[Collected data entries]
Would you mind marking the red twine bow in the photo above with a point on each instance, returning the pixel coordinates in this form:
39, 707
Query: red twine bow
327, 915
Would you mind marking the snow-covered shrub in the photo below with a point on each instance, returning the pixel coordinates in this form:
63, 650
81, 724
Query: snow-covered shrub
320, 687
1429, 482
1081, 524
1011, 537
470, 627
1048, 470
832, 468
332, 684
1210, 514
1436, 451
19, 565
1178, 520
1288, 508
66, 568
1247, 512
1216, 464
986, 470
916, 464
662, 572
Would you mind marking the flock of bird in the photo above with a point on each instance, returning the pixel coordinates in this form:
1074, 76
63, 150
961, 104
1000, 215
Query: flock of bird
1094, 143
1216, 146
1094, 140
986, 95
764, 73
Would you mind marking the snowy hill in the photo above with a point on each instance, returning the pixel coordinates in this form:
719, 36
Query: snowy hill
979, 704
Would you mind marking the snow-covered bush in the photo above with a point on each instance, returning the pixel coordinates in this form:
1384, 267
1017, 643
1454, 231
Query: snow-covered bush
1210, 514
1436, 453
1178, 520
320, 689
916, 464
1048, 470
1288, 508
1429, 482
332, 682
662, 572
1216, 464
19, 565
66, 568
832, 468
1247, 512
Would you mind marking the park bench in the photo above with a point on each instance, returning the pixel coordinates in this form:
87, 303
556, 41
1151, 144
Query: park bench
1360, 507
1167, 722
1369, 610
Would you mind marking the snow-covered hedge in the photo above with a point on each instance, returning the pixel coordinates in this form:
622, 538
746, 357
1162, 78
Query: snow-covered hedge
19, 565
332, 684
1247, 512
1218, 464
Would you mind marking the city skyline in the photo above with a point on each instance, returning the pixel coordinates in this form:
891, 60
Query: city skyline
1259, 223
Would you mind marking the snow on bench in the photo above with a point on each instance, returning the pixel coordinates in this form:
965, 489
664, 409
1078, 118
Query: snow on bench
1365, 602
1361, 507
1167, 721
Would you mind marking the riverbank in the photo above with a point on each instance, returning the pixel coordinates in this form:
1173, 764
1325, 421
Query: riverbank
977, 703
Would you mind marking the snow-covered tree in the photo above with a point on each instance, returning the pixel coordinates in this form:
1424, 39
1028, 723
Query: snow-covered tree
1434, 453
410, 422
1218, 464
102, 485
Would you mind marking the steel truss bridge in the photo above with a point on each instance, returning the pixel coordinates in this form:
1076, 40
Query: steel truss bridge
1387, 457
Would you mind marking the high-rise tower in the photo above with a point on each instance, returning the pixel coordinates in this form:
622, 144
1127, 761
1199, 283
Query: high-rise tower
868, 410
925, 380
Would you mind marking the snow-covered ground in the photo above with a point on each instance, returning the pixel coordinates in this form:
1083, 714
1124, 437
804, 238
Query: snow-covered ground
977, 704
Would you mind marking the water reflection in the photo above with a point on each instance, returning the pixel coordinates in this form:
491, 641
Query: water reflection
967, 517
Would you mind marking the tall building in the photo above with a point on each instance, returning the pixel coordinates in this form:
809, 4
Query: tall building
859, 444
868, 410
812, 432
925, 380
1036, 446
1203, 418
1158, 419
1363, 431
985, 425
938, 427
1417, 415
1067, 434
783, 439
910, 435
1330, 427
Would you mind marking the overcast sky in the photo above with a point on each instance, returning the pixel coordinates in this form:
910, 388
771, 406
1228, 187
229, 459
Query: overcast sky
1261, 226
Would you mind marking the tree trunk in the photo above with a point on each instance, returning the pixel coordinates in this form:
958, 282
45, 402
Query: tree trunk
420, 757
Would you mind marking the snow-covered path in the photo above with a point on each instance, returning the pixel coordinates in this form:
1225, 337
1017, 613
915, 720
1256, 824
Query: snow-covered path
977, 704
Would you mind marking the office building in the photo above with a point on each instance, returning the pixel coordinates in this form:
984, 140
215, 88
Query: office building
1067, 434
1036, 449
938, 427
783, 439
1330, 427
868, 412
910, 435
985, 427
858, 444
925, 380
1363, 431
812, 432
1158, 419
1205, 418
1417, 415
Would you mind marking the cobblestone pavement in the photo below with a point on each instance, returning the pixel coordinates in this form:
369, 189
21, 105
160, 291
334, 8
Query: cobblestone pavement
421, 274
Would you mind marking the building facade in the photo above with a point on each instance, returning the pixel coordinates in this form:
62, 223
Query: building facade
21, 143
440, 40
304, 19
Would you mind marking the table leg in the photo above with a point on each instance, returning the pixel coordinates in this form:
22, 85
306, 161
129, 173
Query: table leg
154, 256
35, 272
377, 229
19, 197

§ **What this task involves**:
An exact copy of all the entries is the required answer.

§ **Answer area**:
Would you mind marking the red twine bow in the photo above with a point on each instance, returning the pixel coordinates in this form:
39, 707
Query: red twine bow
327, 915
Would you mind marking the snow-covered shrub in the photo below with a point on each instance, returning the pixel coordinates in this form:
63, 650
81, 724
Query: snow-covered shrub
320, 687
1429, 482
1081, 524
1011, 537
470, 627
1048, 470
832, 468
332, 684
1210, 514
1436, 451
19, 565
1178, 520
1288, 508
66, 568
1247, 512
1216, 464
986, 470
916, 464
662, 572
Would you mind marking the flock of bird in the photo above with a point on each instance, returning the pixel coordinates in this form:
1074, 76
63, 150
961, 104
1000, 215
Query: flock of bird
1094, 143
1216, 146
1094, 140
986, 95
764, 73
Would you mind marking the snowy hill in the photo above with a point on each instance, returning the pixel coordinates in this form:
719, 36
Query: snowy hill
979, 704
Would you mind marking the snow-covered bush in the photo above with a point on each instance, returning the pixel coordinates in this form:
1384, 267
1017, 643
1454, 231
Query: snow-covered bush
1210, 514
1436, 453
1178, 520
320, 689
916, 464
1048, 470
1288, 508
1429, 482
332, 682
662, 572
1216, 464
19, 565
66, 568
832, 468
1247, 512
Would you mind marking the park bench in the photo above with a point on each instance, returning the pixel coordinates in this form:
87, 303
556, 41
1151, 144
Query: park bench
1360, 507
1167, 722
1369, 610
Would you mind marking the snow-covered hedge in the photo above with a point on each instance, returning the pixel coordinates in this form:
622, 538
746, 357
1162, 78
Query: snow-covered hedge
19, 565
332, 684
1247, 512
1218, 464
Would you mind marking the city skyline in the photo above with a point on each instance, returning the pixel coordinates in this form:
891, 60
Query: city skyline
1259, 223
Would you mind marking the snow on bench in the photo above with a point on each instance, returning the pixel coordinates in this form:
965, 489
664, 409
1078, 118
Query: snow on bench
1365, 602
1361, 507
1167, 721
Would you mind marking the riverbank in the photo above with a point on each instance, returning the pixel coordinates in this form:
1173, 764
1325, 421
Query: riverbank
977, 703
Would you mind marking the snow-covered tree in the photo above with a point on each instance, returning the pixel coordinates in this form:
1424, 39
1028, 723
Query: snow-covered tree
1434, 453
410, 422
1218, 464
102, 485
Would you mind marking the steel truss bridge in the photo above with a point on each instance, returning the pixel coordinates in this form:
1076, 40
Query: steel truss bridge
1387, 457
Would you mind marking the high-rise tower in the photo above with a point on each instance, returning the pixel coordinates in this form:
622, 144
1127, 761
1199, 283
Query: high-rise tower
868, 410
925, 380
Would you mind marking the snow-covered ground in the photo above with a point on each instance, returning the pixel coordinates in this form:
1083, 714
1124, 437
804, 238
Query: snow-covered ground
977, 704
Would you mind marking the water reflection in the photo above with a point on each instance, returning the pixel coordinates in this form:
491, 641
Query: water reflection
967, 517
Would you mind marking the tall building in the photo above with a point on each instance, returning the pixel coordinates in this form:
809, 4
Query: tall building
859, 444
868, 410
812, 432
925, 380
1036, 446
1203, 418
1158, 419
1363, 431
985, 425
938, 427
1417, 415
1067, 434
783, 439
910, 435
1330, 427
Would you mind marking the overcast sky in the photo above with a point on each instance, returning the pixel coordinates in this form:
910, 388
771, 406
1228, 187
229, 459
Query: overcast sky
1261, 226
Would you mind marking the tree trunk in the photo above with a point on each instance, returning the pixel coordinates in this form:
958, 282
45, 402
Query: tree trunk
420, 757
Would you mind marking the snow-covered path in the photo above with a point on each instance, returning the pixel coordinates in this form:
1225, 337
1017, 613
915, 720
1256, 824
Query: snow-covered path
977, 704
Would you mind marking the office building in the photo above with a point on each instance, returning the pixel coordinates in this form:
984, 140
215, 88
Query: office building
1067, 434
1036, 449
938, 427
783, 439
1330, 427
868, 412
910, 435
985, 427
858, 444
925, 380
1363, 431
812, 432
1158, 419
1205, 418
1417, 415
Would you mind marking the cobblestone pavement in the photo below with a point on each instance, returning the pixel coordinates in this form:
369, 189
21, 105
160, 291
334, 8
Query: cobblestone pavement
421, 274
Would you mind marking the building facade in the photo above with a point on each instance, returning the pixel coordinates in this form:
62, 223
Query: building facade
21, 143
440, 40
304, 19
Would you mind marking the table leg in the photo above with a point on each instance, returning the pixel coordinates in this form:
22, 85
306, 161
129, 173
Query: table leg
154, 256
35, 272
377, 229
19, 197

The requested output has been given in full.